#### Passage for review:

******************************

By Tony Curram
Westminster claim Royal Mail have set a dangerous precedent today by announcing it plans to save £130 million by axing 2,000 management jobs, whilst maintaining all front line jobs because ‘they actually do something’.
The postal company had been struggling for some time, trying to keep up with a rapid shift from letter delivery to a growing demand for parcels due to internet shopping; a trend exasperated by Covid and single peoples desperate need to have sex toys delivered. Quick.
A spokesman for Royal Mail said: “Currently Royal Mail has about 9,700 managers, with 2,000 jobs expected to be cut after a consultation process. The job losses will hit senior roles hardest, with half of them set to go, and will mainly fall on back-office jobs, including finance, commercial and IT. Frontline postal staff are unlikely to be affected because Royal Mail needs to preserve quality of service.”
While many believe this to be a smart move to enable Royal Mail to save money and reinvest funds into changing its infrastructure to better meet changing consumer needs, Westminster have met the news with dismay. Jacob Rees-Mogg said:
“I think it sets a bad and dangerous precedent. A massive and complicated organisation, boldly declaring that it can get rid of a fifth of its highly paid senior management to save money, boost productivity, improve service AND have the managers that are left actually working for their wage?”
“I shall have to make a note of the consultation company and keep the away from Westminster, for the House of Lords sake!”

******************************

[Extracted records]
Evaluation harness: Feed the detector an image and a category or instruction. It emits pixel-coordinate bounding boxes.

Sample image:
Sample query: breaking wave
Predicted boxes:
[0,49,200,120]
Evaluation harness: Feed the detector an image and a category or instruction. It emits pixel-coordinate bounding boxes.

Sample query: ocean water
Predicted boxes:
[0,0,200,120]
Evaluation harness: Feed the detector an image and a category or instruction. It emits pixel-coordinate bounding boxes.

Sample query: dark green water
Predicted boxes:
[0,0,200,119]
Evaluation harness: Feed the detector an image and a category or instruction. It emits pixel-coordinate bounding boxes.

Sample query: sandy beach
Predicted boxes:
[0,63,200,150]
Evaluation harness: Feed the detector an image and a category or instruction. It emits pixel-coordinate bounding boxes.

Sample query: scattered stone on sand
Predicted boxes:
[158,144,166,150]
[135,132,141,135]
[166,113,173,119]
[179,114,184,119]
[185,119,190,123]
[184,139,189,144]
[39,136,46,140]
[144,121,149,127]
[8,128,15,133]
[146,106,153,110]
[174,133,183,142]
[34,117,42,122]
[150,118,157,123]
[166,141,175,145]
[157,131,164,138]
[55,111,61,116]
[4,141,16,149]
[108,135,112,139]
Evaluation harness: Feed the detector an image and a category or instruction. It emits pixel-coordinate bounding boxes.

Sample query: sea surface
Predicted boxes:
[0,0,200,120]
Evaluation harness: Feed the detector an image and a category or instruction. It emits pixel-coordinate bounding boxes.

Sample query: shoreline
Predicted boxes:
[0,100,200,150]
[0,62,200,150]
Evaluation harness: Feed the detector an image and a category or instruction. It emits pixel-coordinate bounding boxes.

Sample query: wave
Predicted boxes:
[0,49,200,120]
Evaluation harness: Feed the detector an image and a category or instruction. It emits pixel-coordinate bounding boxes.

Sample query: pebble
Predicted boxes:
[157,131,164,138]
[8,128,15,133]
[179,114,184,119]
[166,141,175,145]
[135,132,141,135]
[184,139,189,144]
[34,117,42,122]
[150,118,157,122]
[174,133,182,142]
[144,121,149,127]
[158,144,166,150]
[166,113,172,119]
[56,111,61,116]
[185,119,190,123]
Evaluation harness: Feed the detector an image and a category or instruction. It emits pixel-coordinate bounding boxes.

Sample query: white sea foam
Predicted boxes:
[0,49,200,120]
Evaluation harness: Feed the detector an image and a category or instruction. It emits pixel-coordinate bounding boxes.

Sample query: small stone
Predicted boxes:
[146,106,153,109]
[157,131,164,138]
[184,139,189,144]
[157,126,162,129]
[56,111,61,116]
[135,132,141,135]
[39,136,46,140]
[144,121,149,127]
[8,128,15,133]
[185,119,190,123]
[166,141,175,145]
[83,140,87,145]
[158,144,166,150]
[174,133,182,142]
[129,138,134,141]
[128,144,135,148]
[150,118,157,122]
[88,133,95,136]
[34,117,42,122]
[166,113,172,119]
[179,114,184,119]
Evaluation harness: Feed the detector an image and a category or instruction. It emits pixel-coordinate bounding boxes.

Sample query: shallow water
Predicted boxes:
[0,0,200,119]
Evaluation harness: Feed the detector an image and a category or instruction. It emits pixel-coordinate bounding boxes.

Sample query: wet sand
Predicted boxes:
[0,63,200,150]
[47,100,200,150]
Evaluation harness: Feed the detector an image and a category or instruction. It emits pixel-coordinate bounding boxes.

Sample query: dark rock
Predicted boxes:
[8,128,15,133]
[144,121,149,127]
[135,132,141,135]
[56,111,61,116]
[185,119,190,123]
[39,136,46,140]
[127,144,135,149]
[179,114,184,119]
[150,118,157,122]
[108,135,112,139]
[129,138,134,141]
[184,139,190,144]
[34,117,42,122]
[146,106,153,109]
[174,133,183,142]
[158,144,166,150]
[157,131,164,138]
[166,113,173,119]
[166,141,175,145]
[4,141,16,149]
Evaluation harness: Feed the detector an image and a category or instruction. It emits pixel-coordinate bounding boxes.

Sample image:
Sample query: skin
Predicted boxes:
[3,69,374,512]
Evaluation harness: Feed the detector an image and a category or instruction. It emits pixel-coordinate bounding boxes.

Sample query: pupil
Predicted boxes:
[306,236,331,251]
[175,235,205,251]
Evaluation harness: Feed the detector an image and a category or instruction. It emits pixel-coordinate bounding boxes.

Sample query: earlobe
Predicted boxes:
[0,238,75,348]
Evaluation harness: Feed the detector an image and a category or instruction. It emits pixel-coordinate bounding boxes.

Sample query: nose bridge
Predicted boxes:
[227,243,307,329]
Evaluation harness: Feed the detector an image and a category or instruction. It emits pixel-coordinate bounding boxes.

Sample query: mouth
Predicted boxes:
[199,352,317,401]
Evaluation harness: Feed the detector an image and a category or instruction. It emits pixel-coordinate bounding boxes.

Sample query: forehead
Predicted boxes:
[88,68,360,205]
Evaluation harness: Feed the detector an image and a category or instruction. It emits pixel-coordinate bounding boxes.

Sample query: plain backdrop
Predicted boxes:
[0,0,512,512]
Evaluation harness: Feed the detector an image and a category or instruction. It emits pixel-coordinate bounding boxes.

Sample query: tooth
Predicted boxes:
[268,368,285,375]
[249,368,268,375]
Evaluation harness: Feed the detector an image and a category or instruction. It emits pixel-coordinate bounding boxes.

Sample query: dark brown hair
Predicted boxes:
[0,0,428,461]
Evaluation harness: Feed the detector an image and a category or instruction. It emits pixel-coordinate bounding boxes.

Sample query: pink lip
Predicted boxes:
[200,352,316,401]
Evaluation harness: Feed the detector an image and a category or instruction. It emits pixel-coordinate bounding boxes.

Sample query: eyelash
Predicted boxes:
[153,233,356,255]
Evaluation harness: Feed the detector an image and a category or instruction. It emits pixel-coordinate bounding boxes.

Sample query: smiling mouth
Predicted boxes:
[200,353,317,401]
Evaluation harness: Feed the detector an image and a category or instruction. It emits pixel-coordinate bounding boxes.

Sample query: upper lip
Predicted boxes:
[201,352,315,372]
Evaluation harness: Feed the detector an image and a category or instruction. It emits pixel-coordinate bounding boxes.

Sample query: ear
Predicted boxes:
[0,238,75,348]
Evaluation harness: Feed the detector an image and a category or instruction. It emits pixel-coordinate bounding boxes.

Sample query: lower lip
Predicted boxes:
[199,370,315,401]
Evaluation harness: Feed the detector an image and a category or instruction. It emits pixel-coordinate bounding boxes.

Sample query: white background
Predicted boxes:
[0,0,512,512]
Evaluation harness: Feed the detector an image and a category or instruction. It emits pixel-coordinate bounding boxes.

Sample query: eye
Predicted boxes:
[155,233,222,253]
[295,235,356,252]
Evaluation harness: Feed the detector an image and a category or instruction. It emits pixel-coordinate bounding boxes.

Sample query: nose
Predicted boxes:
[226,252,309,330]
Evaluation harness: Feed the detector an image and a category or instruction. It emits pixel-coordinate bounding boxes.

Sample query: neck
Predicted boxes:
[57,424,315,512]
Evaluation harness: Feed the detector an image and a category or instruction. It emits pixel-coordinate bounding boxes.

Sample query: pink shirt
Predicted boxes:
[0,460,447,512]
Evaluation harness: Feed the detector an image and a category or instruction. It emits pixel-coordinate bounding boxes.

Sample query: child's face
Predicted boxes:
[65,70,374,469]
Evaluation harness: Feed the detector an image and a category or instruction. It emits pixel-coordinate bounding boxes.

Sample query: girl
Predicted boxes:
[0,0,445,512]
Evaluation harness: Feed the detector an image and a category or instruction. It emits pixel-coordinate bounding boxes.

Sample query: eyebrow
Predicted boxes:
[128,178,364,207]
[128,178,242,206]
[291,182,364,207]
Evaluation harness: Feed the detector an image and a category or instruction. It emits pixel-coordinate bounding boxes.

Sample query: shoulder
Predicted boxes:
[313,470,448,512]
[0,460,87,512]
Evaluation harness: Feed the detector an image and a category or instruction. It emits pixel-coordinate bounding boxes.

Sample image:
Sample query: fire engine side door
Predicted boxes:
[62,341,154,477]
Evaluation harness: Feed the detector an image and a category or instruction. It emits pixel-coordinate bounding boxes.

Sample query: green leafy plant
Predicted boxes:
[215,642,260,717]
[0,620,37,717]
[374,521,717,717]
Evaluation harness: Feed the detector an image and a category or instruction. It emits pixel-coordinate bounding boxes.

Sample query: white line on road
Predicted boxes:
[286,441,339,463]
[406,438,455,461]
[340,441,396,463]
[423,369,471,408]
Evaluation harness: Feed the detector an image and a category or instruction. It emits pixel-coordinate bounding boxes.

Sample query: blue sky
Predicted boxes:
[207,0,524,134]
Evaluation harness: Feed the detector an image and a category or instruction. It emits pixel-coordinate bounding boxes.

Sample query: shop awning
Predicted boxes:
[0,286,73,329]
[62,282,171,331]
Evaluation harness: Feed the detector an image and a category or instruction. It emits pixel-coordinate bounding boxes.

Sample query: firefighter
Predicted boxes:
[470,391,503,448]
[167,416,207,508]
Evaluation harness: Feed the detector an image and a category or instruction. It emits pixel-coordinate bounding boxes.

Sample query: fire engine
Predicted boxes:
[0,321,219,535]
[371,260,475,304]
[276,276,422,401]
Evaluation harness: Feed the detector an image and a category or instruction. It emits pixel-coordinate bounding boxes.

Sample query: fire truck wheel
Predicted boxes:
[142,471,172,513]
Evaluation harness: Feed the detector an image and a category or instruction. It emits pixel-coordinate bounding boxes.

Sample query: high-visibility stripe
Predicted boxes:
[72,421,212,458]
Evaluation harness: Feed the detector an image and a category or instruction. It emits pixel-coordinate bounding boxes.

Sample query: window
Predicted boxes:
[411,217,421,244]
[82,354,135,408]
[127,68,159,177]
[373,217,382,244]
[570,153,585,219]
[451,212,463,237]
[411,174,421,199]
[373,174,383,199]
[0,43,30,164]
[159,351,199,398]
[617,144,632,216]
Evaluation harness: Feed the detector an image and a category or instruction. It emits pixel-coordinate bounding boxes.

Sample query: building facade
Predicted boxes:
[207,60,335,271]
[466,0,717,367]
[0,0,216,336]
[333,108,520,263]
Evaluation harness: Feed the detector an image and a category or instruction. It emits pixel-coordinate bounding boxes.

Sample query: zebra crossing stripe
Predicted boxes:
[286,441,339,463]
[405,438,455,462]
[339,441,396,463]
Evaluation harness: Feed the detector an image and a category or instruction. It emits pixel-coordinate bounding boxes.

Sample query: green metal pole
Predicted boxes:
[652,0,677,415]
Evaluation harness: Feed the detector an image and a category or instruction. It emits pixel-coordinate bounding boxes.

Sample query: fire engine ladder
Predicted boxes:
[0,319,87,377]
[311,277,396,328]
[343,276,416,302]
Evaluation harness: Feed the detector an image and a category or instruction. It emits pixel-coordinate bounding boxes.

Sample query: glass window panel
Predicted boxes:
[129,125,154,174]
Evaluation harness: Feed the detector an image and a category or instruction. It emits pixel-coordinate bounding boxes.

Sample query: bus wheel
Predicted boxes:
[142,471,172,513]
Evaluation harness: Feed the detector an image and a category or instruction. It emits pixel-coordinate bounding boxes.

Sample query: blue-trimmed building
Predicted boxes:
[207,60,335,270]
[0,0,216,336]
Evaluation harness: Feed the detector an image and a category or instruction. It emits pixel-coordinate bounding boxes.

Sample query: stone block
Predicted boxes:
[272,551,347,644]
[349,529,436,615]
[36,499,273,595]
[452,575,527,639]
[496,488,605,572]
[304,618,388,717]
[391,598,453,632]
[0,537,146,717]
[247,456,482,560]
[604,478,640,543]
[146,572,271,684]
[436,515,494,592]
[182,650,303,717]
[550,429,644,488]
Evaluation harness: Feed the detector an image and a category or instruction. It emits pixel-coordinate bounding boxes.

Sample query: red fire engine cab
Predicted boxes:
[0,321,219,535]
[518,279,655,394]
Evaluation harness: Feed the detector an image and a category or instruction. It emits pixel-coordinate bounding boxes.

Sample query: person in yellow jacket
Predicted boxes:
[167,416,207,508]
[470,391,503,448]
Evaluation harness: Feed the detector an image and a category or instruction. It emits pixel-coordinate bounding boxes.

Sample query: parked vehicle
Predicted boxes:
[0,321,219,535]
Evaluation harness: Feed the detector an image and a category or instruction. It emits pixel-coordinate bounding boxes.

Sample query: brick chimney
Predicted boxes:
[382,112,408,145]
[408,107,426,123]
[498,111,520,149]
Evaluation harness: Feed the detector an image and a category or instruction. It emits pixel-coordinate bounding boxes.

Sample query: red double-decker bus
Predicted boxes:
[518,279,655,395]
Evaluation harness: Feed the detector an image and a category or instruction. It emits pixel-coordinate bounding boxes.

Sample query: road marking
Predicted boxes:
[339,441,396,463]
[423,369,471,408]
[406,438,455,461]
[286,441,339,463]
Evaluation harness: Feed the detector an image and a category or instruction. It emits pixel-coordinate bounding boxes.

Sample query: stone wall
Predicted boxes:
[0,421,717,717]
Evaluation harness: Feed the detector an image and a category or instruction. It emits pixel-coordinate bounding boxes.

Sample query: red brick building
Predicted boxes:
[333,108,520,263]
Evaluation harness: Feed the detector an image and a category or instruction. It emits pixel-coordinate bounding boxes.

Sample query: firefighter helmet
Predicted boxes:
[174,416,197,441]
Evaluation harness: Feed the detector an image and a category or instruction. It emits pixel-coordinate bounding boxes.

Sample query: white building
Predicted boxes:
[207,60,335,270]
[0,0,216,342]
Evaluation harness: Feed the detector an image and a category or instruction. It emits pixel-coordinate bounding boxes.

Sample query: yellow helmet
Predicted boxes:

******************************

#### Tasks to carry out:
1. According to the Royal Mail article, about how many managers does Royal Mail currently have?
2. Write out the part of the Royal Mail article starting with "By Tony Curram" and going on through "toys delivered. Quick.".
None of the rows are needed here.

#### Results for each task:
1. About 9,700.

2.
By Tony Curram
Westminster claim Royal Mail have set a dangerous precedent today by announcing it plans to save £130 million by axing 2,000 management jobs, whilst maintaining all front line jobs because ‘they actually do something’.
The postal company had been struggling for some time, trying to keep up with a rapid shift from letter delivery to a growing demand for parcels due to internet shopping; a trend exasperated by Covid and single peoples desperate need to have sex toys delivered. Quick.